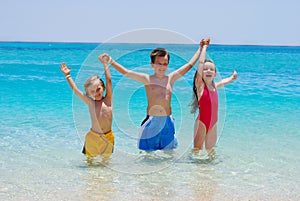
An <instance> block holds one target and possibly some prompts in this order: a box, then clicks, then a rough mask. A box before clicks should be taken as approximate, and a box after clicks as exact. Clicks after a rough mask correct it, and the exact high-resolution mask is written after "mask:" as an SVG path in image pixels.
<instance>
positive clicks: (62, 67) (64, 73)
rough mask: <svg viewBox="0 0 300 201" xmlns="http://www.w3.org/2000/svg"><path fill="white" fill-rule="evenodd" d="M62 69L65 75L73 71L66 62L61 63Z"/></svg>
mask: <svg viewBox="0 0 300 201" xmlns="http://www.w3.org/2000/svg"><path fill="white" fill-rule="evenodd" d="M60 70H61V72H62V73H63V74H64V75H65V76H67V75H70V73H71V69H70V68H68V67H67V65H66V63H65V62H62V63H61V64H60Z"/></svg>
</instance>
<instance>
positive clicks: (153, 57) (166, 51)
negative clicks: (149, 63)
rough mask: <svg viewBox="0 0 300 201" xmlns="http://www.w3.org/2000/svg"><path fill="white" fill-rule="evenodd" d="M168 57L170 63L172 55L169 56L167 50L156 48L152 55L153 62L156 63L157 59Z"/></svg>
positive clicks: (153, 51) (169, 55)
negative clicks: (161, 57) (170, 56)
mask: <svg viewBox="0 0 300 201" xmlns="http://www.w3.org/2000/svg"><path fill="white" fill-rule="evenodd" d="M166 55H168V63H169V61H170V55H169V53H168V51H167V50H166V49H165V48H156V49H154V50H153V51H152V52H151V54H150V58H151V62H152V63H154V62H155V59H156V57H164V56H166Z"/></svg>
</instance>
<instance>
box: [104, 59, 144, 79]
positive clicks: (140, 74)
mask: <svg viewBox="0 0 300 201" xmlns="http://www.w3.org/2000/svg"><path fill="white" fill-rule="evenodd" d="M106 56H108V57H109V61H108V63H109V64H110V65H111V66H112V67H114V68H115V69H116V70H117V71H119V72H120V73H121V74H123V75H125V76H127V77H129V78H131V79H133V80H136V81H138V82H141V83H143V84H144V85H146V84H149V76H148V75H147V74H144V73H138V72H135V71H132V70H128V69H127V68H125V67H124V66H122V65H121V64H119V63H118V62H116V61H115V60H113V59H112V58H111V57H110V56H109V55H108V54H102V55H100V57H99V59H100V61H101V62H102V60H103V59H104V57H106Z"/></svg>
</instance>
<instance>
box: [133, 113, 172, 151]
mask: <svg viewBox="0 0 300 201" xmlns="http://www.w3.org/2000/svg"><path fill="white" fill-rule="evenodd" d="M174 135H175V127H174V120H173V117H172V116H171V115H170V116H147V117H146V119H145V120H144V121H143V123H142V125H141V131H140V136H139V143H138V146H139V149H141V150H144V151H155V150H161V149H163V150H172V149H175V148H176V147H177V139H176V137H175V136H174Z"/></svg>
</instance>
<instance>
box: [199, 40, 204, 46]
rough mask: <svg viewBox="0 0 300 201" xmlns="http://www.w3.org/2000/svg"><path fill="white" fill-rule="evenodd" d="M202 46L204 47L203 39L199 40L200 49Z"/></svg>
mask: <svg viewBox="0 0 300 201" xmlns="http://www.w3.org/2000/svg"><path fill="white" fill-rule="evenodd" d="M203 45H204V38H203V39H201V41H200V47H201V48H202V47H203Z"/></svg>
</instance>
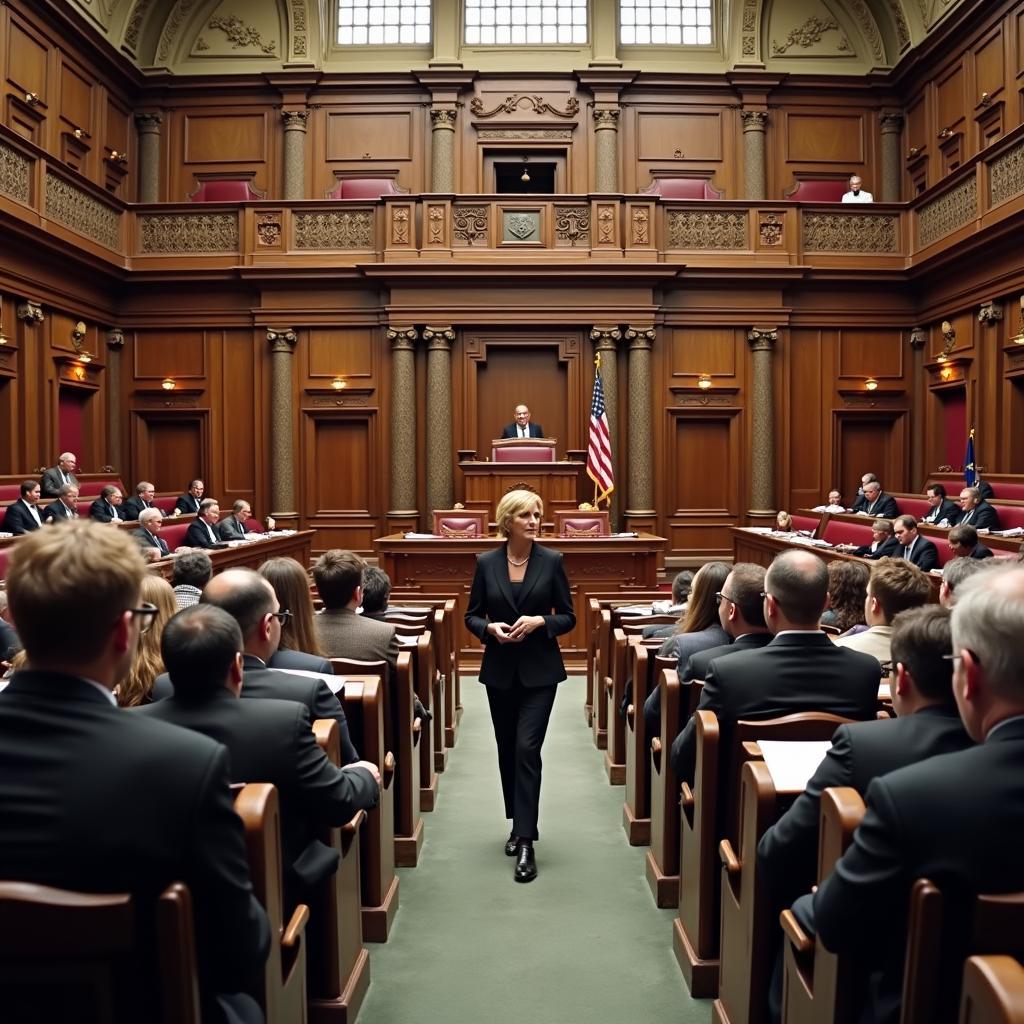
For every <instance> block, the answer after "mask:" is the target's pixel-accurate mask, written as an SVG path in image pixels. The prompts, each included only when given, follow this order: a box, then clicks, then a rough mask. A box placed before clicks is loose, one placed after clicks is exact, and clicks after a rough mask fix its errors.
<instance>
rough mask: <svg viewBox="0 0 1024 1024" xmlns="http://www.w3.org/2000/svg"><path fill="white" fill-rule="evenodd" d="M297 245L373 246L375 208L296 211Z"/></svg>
+--
TRY IT: Exactly as written, print each entry, leaving all pictures out.

ANSWER BELOW:
An <instance> block holds one target and possibly some prompts in this order: a box, then clicks, then a rough mask. A box before clicks should be taken as approximate, and a box after clicks as exact. Clicks after a rough mask correct it, and the exact high-resolution mask is written after "mask:" as an SVG path in image pixels.
<instance>
positive clicks: (62, 67) (64, 73)
rough mask: <svg viewBox="0 0 300 201" xmlns="http://www.w3.org/2000/svg"><path fill="white" fill-rule="evenodd" d="M62 69L65 75L73 71L66 62L61 63Z"/></svg>
mask: <svg viewBox="0 0 300 201" xmlns="http://www.w3.org/2000/svg"><path fill="white" fill-rule="evenodd" d="M60 70H61V72H62V73H63V74H64V75H65V76H67V75H70V73H71V69H70V68H68V67H67V65H66V63H65V62H62V63H61V64H60Z"/></svg>
</instance>
<instance>
positive clicks: (153, 57) (166, 51)
negative clicks: (149, 63)
rough mask: <svg viewBox="0 0 300 201" xmlns="http://www.w3.org/2000/svg"><path fill="white" fill-rule="evenodd" d="M168 57L170 63L172 55L169 56L167 50L156 48L152 55L153 62L156 63L157 59Z"/></svg>
positive clicks: (153, 51) (169, 55)
negative clicks: (161, 57) (170, 56)
mask: <svg viewBox="0 0 300 201" xmlns="http://www.w3.org/2000/svg"><path fill="white" fill-rule="evenodd" d="M166 55H168V63H169V61H170V55H169V53H168V51H167V50H166V49H165V48H156V49H154V50H153V51H152V52H151V54H150V58H151V62H152V63H154V62H155V59H156V57H164V56H166Z"/></svg>
</instance>
<instance>
box: [104, 59, 144, 79]
positive clicks: (140, 74)
mask: <svg viewBox="0 0 300 201" xmlns="http://www.w3.org/2000/svg"><path fill="white" fill-rule="evenodd" d="M106 56H108V57H109V61H108V63H109V64H110V65H111V66H112V67H114V68H115V69H116V70H117V71H119V72H120V73H121V74H123V75H125V76H127V77H129V78H131V79H133V80H136V81H138V82H141V83H143V84H144V85H146V84H149V76H148V75H147V74H144V73H138V72H135V71H132V70H128V69H127V68H125V67H124V66H122V65H121V64H119V63H118V62H116V61H115V60H113V59H112V58H111V57H110V56H109V55H108V54H102V55H100V57H99V59H100V61H101V62H102V60H103V59H104V57H106Z"/></svg>
</instance>
<instance>
box: [133, 113, 172, 151]
mask: <svg viewBox="0 0 300 201" xmlns="http://www.w3.org/2000/svg"><path fill="white" fill-rule="evenodd" d="M174 135H175V127H174V120H173V117H172V116H171V115H170V116H147V117H146V119H145V120H144V121H143V123H142V125H141V131H140V136H139V143H138V146H139V149H141V150H144V151H155V150H161V149H163V150H172V149H175V148H176V147H177V139H176V137H175V136H174Z"/></svg>
</instance>
<instance>
box: [199, 40, 204, 46]
rough mask: <svg viewBox="0 0 300 201" xmlns="http://www.w3.org/2000/svg"><path fill="white" fill-rule="evenodd" d="M202 46L204 47L203 39L199 40L200 49Z"/></svg>
mask: <svg viewBox="0 0 300 201" xmlns="http://www.w3.org/2000/svg"><path fill="white" fill-rule="evenodd" d="M203 45H204V38H203V39H201V41H200V47H201V48H202V47H203Z"/></svg>
</instance>
For every <instance> block, the answer after "mask:" is the target's pixel-accurate mask, written as an SVG path in image pixels. The prompts, each included only when given, follow this order: a box, then clicks, then a rough mask. A box placed before clicks is loose, one placed after clicks is exact, and clicks after a rough mask fix its errors.
<instance>
rough mask: <svg viewBox="0 0 1024 1024" xmlns="http://www.w3.org/2000/svg"><path fill="white" fill-rule="evenodd" d="M297 245L373 246L375 208L296 211Z"/></svg>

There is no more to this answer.